§ **TEXTO PARA LEER**:
En el glorioso pasado no sólo no se consideraba delito sino que ni siquiera se pensaba que copiar fuera reprobable, una inmoralidad. Hoy no es raro ver a un gacetillero de pacotilla rasgarse el terno a rayas y apelar al Código Penal porque se ha usado un sintagma sin su permiso o un par de frases neutras, pero entonces ningún autor se ofendía si le copiaban literalmente pasajes, capítulos enteros, lo que fuera. El Arcipreste de Hita hasta animaba a los lectores a mejorar su obra si se veían capaces. La bronca empieza cuando la literatura se convierte en negocio, a partir de los siglos XVIII y XIX, y surge la idea de la propiedad intelectual. A partir de ese momento se deja de fusilar con despreocupación como hicieron copiones tan ilustres como Homero, Sófocles, Molière y Shakespeare (éste, por ejemplo, utilizaba una serie de bienes culturales junto a su propia inspiración y una gran capacidad combinatoria de manera insuperable). Borges no sólo sostenía tranquilamente que el plagio es legítimo si mejora el original sino que también nos comunica que ha extraído muchas ideas de Los viajes de Gulliver (1726)e incluso algunas frases para El informe de Brodie.

—¿Estaba al tanto de que Swift era partidario de colgar en la plaza pública a los plagiarios? —preguntaría el conferenciante con una ceja en inquisitiva elevación.

Entonces sería el momento de beber un traguito discreto de agua y, tras mirar unos segundos el artesonado del techo pensando en una atmósfera no precisamente electrizante, reanudar el discurso contando que en El Quijote hay episodios de la locura del Ayax de Sófocles. La literatura es una cadena en la que todo autor toma siempre algo prestado de otro. “Los espíritus más originales se nutren los unos de los otros. Tomamos el fuego del vecino para alumbrar el nuestro y luego los fuegos se comunican porque pertenecen a todos”, frase de Voltaire que siempre hay que entrecomillar. Puede decirse que a Jaime Gil le gustó la idea volteriana y se alumbró a placer con el fuego de Robert Langbaum y su The poetry of experience. Dalí no le temía al plagio si era descarado. Hay quien sostiene que de un buen collage de plagios se puede hacer un precioso cuadro original...

Tres cuartos de hora más tarde, cuando el interés que se hubiera logrado despertar fuera decayendo, podría hablarse de lo conmovedor que resulta ahora ver a Luis Racionero diciendo que no le gusta la estética del entrecomillado, o a Carmen Balcells aplastando a una mujer que tuvo el atrevimiento de acusar a Cela de impostura: “Una escritora de sesenta años inédita que registra en la propiedad intelectual los cuentos que escribe para sus nietos es sospechosa de paranoia”. Hoy, después de las humillaciones a que fue sometida por los amigos del Nobel, que le llamaban exagerada porque no les había copiado a ellos, el Tribunal Constitucional le ha otorgado el amparo. Algunos, como Quino, no denuncian porque “sale más caro el abogado”.

§ **OBJETIVO**:
Prosigue el texto sobre el plagio en la literatura a partir de su última frase.

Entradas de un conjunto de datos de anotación
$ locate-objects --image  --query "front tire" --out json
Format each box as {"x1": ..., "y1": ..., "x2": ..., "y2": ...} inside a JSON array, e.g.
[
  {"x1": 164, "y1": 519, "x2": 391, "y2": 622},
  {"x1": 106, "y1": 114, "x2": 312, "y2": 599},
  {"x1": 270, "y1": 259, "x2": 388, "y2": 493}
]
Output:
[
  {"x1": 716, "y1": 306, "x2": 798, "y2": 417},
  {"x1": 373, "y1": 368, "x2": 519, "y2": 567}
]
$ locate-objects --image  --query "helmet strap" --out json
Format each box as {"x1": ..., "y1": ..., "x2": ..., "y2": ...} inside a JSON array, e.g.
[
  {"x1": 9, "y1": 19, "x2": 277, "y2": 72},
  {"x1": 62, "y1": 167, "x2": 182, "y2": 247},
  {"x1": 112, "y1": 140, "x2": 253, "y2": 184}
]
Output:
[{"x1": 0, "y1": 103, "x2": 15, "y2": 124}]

* * *

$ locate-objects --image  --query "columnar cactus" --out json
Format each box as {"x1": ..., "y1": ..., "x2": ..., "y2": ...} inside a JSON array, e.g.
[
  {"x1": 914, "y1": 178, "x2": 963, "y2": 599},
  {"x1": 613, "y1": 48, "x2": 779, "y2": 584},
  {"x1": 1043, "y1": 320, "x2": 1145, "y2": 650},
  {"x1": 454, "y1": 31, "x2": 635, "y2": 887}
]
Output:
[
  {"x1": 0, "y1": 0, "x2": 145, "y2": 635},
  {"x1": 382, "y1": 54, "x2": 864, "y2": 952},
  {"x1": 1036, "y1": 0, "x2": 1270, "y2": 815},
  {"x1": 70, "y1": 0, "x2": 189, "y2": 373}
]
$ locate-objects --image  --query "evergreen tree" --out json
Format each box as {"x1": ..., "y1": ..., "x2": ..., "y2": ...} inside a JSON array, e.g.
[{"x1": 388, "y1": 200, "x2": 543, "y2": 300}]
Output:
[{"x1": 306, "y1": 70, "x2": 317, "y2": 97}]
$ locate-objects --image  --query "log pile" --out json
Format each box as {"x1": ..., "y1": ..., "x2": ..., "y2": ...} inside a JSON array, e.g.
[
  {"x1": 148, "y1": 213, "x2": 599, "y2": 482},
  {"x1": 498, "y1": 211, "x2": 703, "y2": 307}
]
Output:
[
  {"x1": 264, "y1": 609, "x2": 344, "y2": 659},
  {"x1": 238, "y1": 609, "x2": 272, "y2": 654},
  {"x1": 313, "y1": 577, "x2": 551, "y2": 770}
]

* * *

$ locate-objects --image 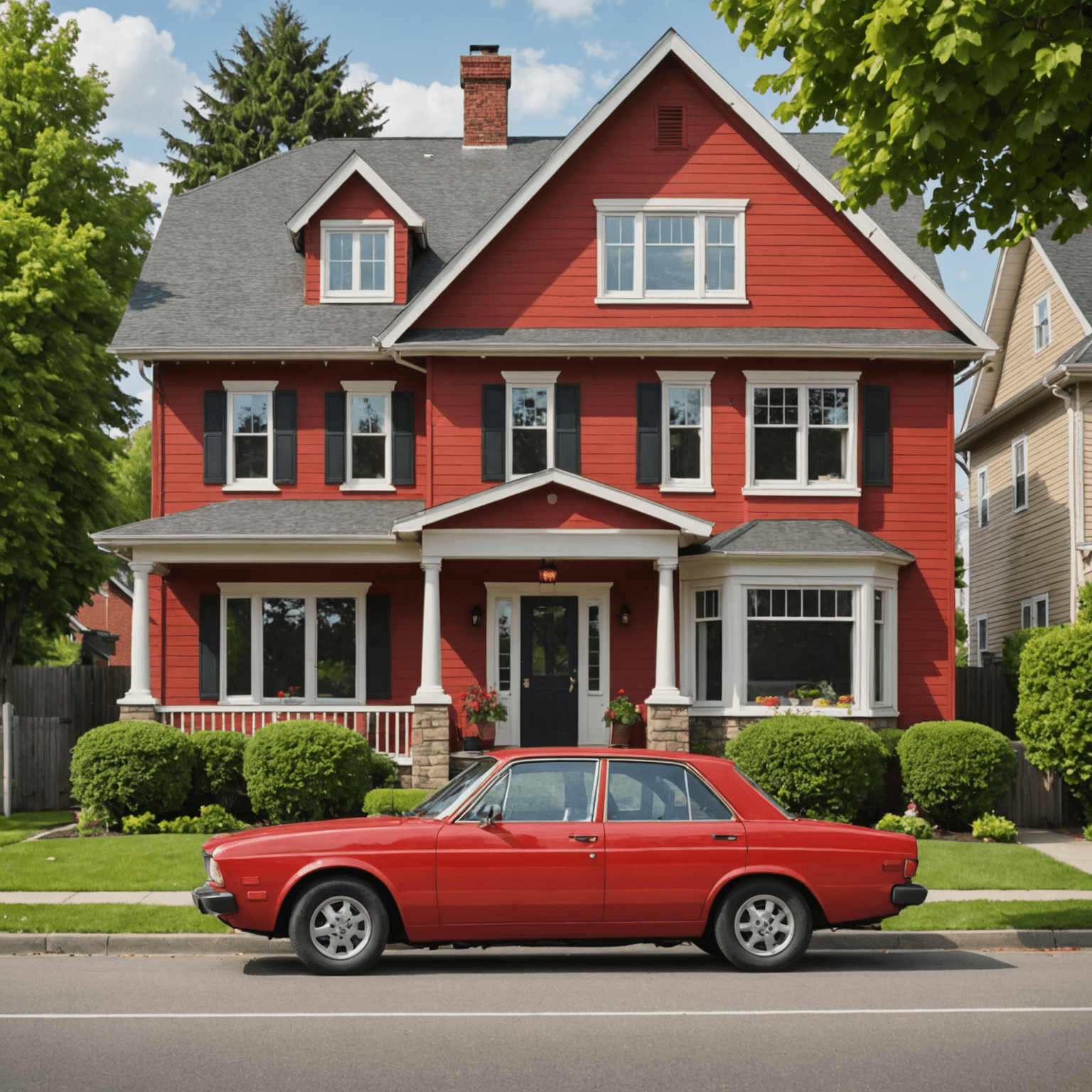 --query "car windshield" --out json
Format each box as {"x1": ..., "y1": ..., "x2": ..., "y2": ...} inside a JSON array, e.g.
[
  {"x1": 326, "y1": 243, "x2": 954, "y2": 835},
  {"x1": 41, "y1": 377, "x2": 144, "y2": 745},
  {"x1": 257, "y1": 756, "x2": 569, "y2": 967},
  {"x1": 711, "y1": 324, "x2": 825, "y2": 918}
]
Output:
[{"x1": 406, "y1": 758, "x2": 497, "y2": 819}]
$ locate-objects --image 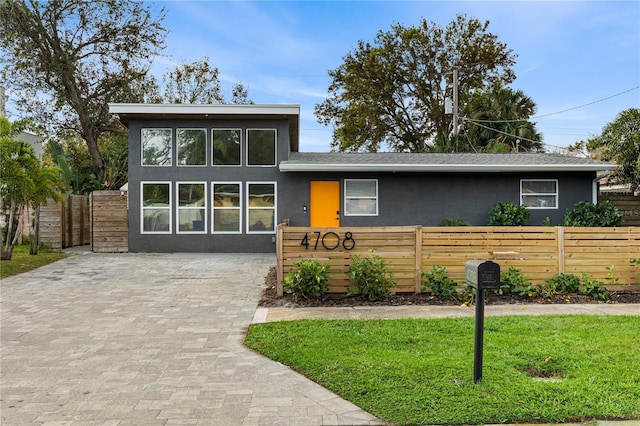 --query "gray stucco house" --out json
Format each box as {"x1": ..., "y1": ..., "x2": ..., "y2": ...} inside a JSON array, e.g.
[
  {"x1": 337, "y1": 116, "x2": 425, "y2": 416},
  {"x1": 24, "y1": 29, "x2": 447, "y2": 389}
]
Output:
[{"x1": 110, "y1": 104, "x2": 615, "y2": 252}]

§ **RESULTADO DEL EJERCICIO**:
Procura solaz, mientras se sorbe con fruición una cabeza de gamba, recordar a Quim Monzó a la defensiva cuando un dedo le ha señalado por saquear textos aparecidos en el Courrier International, lo mismo que hizo Joanot Martorell, saqueador sistemático de textos clásicos, desde Ovidio hasta Llull, para construir su obra: pueden detectarse en el Tirant copias literales y plagios conceptuales, todo inteligente y bien articulado.

—Una seguridad social que provea de tramas y argumentos a escritores en situación de esclerosis imaginativa sería conveniente —podría añadir el orador, atribuyéndose una idea de la que no recuerda el nombre del autor. Quizá eso evitaría el circo, la repetición (no exenta de gracia) del mismo patrón: el martillo de plagiarios lanzando furiosos anatemas y cleptómanos que en vez de renegar de su vicio y abrazar la palma de la virtud lanzan un bufido de exasperación y se escudan en que “en literatura todo está inventado”.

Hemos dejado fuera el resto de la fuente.